Render every line below as a JSON array of strings, one string per line, with blank lines omitted.

[Bounding-box lines]
━━━━━━━━

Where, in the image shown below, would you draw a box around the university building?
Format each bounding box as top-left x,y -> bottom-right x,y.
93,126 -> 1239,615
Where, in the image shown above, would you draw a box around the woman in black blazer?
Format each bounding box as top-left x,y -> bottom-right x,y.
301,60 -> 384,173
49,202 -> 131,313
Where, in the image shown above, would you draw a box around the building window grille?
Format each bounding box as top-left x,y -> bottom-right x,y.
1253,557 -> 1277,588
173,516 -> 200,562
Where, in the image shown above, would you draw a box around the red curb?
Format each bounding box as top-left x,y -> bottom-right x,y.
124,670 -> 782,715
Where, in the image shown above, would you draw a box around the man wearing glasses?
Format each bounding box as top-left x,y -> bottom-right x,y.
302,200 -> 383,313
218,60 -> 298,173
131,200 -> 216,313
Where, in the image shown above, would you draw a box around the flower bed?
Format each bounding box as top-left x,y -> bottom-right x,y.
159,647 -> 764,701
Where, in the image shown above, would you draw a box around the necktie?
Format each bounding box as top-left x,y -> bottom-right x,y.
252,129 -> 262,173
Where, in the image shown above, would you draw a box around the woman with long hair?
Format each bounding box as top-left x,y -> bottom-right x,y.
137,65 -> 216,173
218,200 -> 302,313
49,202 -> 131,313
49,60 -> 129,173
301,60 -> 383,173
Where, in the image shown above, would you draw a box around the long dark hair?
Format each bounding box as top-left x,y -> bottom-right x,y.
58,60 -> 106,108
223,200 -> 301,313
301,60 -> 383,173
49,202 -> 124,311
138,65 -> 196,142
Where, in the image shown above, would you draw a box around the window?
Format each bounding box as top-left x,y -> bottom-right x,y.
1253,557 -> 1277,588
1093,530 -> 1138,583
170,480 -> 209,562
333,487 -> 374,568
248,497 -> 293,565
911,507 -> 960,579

━━━━━━━━

SOLUTION FOR THIS TASK
[
  "Where, in the image shown below, would you draw a box around the university building?",
  "Format each bounding box as top-left x,y -> bottom-right x,y.",
  "93,126 -> 1239,615",
  "Where, in the image shown above, would you draw a box around the woman in black blazer?",
  "Format each bounding box as top-left x,y -> bottom-right x,y.",
  "301,60 -> 384,173",
  "49,202 -> 131,313",
  "Where, in the image shown above, would you draw a box around the building window grille?",
  "Format each bounding box as top-left x,y -> bottom-right x,y.",
  "1253,557 -> 1277,588",
  "173,516 -> 200,562",
  "Where, in the image shown above, would you draw a box around the red curb?",
  "Format each bounding box as top-left x,y -> bottom-right x,y.",
  "124,670 -> 782,715",
  "Where, in the image shown above, would you draw a box around the man wearing glasses?",
  "Format each bounding box as top-left x,y -> bottom-right x,y.",
  "302,200 -> 383,313",
  "218,60 -> 298,173",
  "131,200 -> 216,313",
  "Where, in the image shown above, would you draw a box around the flower bed?",
  "Format each bounding box as top-left x,y -> bottom-right x,y.",
  "159,647 -> 764,701",
  "Where, in the image shown above, would you draw a box around the necktie?",
  "Format each bounding box as top-left x,y -> bottom-right x,y.",
  "252,129 -> 262,173",
  "Where, in the image shown above, would you draw a box around the woman with long hair?",
  "Format each bounding box as top-left x,y -> bottom-right x,y.",
  "137,65 -> 216,173",
  "218,200 -> 302,313",
  "49,202 -> 131,313",
  "49,60 -> 129,173",
  "301,60 -> 383,173",
  "Where, in the image shown above, would you draw a box around the long dark hair?",
  "Format each bounding box as top-left x,y -> bottom-right x,y.",
  "58,60 -> 106,108",
  "223,200 -> 301,313",
  "301,60 -> 383,173",
  "49,202 -> 124,311",
  "138,65 -> 196,142",
  "Where, in the image shown above, would you draw a box around the window?",
  "Format each bounding box as top-left x,y -> bottom-right x,y.",
  "1253,557 -> 1277,588",
  "1093,530 -> 1138,583",
  "170,480 -> 209,562",
  "333,487 -> 374,568",
  "248,497 -> 293,565",
  "911,507 -> 960,579"
]